Please render every line of the listing below as a Markdown table with the columns Row and Line, skipping blank lines. Leave the pictures out of the table.

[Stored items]
◇ ◇ ◇ ◇ ◇

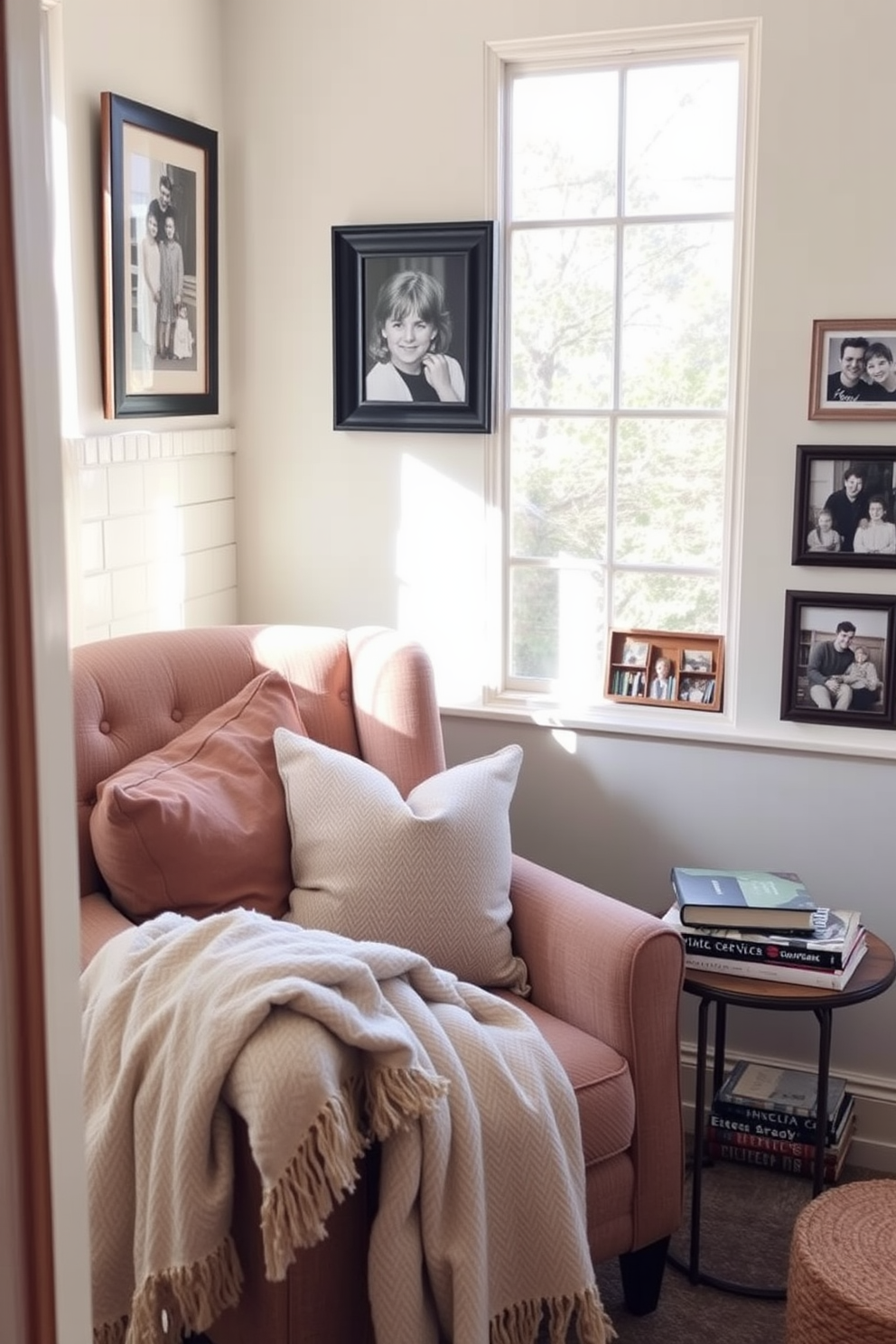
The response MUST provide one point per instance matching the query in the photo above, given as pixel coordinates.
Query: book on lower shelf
(777, 1162)
(835, 1153)
(783, 1090)
(744, 898)
(815, 977)
(741, 1117)
(764, 1115)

◇ ◇ ◇ ◇ ◇

_ANSWER TO THE TASK_
| Row | Line |
|---|---|
| 1 | The response MUST provide one point per instance matching the query in the photo above, given as pixel coordinates. |
| 2 | Query: book on lower shelf |
| 3 | (777, 1162) |
| 4 | (835, 1153) |
| 5 | (783, 1090) |
| 6 | (744, 898) |
| 7 | (815, 977) |
| 8 | (741, 1117) |
| 9 | (764, 1115) |